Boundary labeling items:

----------------------------------------

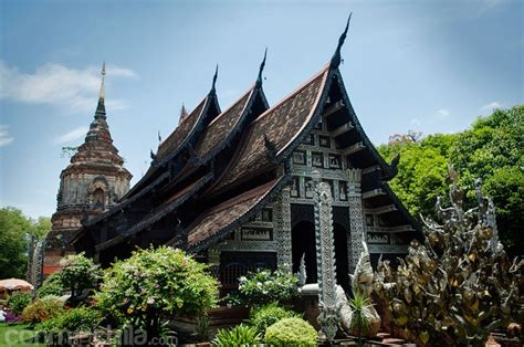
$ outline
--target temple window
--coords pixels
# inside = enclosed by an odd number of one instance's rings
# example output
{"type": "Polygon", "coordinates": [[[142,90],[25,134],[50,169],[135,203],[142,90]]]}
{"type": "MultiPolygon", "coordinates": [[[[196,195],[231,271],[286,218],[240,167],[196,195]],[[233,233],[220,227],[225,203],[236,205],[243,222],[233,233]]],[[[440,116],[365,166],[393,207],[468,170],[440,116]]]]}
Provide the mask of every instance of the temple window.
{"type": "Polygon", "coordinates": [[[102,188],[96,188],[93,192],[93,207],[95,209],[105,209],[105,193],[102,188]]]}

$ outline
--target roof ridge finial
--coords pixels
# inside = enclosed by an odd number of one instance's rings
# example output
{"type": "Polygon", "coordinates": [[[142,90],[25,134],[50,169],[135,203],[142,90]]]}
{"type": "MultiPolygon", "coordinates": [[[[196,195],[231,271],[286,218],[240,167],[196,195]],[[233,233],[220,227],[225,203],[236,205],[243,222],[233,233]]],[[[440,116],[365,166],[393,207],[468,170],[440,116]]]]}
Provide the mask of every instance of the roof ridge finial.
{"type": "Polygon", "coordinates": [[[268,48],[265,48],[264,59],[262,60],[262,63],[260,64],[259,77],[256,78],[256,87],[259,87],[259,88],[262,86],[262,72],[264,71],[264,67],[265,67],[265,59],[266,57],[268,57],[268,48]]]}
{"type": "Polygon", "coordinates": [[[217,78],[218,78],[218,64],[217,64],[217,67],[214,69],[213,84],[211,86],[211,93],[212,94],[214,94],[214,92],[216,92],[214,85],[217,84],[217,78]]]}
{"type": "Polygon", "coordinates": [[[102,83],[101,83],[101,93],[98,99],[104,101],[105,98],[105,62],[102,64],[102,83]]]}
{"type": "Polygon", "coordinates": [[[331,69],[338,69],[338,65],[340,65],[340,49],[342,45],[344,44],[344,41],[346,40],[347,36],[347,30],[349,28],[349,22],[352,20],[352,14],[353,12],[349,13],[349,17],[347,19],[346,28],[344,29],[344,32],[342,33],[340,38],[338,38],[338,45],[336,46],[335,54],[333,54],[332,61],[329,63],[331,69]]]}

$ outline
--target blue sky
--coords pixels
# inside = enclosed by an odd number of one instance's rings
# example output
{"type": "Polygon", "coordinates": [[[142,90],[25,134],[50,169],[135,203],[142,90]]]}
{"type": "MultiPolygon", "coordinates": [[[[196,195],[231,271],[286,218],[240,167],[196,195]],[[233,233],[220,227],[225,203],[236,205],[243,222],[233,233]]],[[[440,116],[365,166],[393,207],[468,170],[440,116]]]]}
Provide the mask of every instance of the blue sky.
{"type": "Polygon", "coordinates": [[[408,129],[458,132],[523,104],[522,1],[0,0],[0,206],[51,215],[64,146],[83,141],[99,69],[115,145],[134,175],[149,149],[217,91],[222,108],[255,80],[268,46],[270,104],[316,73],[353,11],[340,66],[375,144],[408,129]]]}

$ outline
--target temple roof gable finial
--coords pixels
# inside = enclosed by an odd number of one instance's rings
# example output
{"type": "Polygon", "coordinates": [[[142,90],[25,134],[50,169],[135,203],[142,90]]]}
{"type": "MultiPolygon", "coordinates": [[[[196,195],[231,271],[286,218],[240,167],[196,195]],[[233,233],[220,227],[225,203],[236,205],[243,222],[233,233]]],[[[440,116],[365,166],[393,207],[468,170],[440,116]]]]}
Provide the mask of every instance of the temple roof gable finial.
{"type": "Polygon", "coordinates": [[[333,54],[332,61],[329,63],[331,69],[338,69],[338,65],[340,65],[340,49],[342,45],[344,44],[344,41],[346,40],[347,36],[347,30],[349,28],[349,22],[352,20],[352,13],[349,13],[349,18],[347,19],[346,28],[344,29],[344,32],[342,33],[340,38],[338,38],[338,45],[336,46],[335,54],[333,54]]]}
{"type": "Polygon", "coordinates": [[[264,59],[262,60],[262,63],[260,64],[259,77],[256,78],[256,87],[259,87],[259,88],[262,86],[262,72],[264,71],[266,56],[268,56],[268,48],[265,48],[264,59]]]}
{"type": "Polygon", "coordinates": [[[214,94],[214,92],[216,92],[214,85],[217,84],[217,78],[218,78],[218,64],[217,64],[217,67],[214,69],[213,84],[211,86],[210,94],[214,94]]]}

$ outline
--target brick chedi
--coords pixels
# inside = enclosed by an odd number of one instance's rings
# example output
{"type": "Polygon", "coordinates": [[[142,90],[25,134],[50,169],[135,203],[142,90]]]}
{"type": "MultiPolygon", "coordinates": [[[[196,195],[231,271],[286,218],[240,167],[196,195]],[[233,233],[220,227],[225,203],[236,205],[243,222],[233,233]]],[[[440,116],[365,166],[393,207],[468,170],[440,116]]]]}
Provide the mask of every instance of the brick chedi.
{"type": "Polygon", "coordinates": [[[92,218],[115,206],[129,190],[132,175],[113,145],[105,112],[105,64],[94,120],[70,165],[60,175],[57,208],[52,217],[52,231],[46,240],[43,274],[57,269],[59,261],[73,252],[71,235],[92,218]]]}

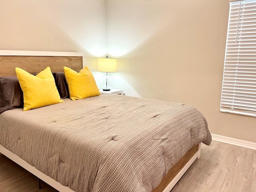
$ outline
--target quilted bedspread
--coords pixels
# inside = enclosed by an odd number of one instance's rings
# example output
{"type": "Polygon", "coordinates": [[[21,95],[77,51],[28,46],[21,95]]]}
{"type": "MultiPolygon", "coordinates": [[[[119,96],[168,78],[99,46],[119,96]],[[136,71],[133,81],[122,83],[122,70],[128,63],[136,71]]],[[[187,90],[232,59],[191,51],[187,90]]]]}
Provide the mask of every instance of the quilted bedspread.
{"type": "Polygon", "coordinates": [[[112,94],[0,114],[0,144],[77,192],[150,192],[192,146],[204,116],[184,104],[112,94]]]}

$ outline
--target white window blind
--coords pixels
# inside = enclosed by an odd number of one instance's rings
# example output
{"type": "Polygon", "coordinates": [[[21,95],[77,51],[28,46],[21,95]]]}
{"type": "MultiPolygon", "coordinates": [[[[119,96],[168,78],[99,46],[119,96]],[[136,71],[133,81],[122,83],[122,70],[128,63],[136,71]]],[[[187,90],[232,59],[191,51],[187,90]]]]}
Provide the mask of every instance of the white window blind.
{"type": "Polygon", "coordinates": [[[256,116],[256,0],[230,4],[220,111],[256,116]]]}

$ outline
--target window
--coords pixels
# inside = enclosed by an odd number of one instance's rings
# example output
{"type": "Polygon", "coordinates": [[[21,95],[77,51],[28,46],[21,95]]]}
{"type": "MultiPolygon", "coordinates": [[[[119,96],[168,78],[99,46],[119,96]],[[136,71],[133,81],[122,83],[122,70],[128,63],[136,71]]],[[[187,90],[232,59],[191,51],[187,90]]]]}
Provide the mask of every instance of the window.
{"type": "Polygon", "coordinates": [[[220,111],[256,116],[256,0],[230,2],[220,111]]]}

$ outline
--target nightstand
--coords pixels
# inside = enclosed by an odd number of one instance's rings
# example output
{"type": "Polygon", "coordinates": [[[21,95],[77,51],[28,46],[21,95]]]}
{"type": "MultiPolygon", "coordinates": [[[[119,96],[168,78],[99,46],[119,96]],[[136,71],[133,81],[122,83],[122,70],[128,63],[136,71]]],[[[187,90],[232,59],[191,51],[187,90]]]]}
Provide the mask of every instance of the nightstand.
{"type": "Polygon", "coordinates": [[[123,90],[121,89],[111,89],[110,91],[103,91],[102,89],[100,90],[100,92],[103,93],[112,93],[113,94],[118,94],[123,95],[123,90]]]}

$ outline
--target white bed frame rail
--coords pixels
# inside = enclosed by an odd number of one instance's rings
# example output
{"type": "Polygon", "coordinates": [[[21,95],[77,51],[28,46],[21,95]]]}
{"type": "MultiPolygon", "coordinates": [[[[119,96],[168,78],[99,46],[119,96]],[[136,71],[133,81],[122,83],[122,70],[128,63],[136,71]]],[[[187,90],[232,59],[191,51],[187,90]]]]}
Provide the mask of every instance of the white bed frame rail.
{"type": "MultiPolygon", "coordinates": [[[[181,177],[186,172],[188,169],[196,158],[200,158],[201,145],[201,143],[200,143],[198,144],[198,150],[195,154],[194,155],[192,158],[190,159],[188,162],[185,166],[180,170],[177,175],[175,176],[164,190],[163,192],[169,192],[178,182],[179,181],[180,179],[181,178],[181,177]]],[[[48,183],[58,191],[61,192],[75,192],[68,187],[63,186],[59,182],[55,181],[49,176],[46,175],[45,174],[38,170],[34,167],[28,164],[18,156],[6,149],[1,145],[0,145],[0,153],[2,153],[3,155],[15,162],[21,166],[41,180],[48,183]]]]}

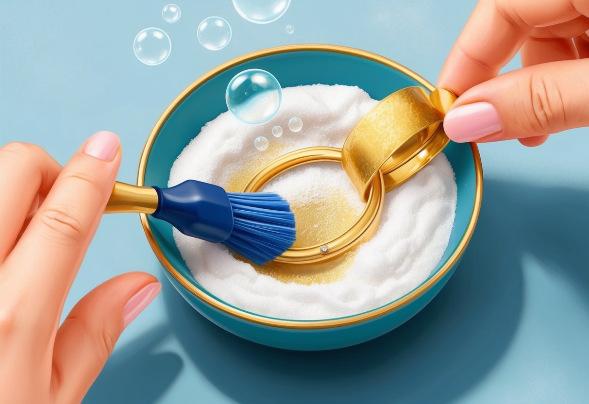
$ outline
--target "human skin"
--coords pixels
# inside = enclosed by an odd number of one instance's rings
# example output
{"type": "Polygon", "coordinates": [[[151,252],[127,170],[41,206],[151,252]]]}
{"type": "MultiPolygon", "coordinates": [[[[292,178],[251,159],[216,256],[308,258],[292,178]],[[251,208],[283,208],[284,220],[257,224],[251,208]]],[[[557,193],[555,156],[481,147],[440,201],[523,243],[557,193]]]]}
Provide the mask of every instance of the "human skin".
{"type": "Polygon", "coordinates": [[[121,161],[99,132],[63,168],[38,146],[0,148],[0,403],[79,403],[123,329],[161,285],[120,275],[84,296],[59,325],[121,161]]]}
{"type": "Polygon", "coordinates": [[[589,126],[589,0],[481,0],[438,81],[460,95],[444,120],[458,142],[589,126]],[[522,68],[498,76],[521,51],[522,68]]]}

----------------------------------------

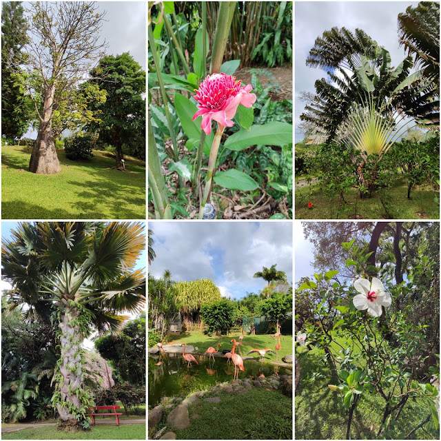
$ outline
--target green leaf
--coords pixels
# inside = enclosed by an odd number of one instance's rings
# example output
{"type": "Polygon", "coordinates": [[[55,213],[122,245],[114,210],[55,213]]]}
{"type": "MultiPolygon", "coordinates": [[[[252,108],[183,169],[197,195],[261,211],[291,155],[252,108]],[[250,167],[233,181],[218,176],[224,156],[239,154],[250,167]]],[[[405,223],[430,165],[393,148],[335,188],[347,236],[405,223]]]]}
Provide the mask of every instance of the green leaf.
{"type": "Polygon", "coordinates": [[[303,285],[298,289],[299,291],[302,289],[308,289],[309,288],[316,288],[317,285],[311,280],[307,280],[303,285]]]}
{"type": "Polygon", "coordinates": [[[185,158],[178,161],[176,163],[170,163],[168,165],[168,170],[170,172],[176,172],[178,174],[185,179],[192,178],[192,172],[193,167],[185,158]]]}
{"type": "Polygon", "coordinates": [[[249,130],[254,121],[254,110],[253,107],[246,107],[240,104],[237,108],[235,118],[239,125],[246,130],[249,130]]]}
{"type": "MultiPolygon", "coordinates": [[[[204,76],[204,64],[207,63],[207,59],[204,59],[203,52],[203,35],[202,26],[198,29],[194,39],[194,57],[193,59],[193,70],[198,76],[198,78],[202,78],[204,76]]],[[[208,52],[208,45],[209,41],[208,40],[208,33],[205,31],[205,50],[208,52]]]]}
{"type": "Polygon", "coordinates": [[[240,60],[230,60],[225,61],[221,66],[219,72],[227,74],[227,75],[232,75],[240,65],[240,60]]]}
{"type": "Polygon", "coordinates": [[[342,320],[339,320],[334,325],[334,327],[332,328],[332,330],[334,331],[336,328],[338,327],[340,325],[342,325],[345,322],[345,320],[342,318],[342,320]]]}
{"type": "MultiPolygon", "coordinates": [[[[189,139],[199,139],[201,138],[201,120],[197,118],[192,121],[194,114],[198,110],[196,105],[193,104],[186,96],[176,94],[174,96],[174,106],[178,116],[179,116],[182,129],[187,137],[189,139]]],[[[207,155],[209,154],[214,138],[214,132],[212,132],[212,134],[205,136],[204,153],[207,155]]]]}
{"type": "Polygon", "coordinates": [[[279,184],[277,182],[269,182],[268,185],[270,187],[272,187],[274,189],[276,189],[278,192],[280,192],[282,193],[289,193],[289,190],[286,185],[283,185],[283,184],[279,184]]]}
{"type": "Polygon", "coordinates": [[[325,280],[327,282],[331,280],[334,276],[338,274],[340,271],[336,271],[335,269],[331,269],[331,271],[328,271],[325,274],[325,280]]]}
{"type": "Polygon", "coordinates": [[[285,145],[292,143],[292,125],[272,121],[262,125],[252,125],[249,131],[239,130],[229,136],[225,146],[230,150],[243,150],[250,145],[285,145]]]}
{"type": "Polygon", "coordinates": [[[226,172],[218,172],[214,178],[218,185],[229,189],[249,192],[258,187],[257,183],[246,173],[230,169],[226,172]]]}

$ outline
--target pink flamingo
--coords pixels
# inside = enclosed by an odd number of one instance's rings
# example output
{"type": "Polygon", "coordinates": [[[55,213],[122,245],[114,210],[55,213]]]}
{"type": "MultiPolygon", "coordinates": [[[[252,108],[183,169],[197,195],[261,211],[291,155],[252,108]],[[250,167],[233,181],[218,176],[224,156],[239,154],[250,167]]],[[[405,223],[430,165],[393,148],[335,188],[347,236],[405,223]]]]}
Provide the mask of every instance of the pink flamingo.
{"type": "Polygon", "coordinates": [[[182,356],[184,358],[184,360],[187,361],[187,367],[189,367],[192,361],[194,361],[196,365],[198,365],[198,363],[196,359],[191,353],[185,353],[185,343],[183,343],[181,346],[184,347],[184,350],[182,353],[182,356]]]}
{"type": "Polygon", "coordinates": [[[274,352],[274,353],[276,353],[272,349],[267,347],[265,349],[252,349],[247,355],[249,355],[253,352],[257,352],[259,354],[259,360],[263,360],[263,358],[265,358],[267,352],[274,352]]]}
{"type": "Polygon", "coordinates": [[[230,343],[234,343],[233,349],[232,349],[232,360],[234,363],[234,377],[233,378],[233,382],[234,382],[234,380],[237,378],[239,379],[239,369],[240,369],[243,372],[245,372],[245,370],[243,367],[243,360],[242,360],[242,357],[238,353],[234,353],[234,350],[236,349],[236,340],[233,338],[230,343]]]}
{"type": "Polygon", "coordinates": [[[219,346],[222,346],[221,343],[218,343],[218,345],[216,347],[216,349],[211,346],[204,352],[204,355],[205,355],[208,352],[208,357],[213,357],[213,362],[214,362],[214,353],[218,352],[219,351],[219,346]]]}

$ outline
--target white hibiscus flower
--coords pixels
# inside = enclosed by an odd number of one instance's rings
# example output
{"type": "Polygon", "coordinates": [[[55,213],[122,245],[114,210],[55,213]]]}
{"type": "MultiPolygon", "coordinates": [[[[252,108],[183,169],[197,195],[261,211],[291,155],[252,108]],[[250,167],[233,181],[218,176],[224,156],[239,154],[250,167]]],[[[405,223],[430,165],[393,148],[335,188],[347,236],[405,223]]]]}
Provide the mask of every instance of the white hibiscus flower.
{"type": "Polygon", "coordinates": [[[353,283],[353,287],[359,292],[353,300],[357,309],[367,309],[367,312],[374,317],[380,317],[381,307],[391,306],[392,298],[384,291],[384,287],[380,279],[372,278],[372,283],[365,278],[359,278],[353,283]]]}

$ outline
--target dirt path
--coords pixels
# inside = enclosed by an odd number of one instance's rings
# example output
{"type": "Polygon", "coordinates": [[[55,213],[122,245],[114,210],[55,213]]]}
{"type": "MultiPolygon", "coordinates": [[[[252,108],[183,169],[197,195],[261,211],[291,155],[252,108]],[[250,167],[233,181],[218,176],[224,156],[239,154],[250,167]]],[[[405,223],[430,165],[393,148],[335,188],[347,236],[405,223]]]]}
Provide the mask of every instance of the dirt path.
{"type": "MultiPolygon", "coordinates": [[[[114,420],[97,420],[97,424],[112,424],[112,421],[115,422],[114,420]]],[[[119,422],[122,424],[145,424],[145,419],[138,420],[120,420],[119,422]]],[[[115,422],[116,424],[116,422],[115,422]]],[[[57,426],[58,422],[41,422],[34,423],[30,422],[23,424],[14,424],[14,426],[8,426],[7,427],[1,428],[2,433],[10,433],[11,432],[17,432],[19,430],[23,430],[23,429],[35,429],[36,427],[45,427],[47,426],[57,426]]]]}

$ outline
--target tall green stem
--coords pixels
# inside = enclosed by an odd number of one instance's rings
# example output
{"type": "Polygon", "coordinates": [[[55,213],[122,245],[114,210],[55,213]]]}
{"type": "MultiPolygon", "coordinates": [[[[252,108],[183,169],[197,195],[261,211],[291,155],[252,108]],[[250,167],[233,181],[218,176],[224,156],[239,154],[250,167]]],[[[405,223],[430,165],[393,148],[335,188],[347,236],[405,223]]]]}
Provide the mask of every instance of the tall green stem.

----------------------------------------

◆ Requirement: Show every line of the records above that contains the word "quilted".

◆ Task response:
--target quilted bedspread
Provide the mask of every instance of the quilted bedspread.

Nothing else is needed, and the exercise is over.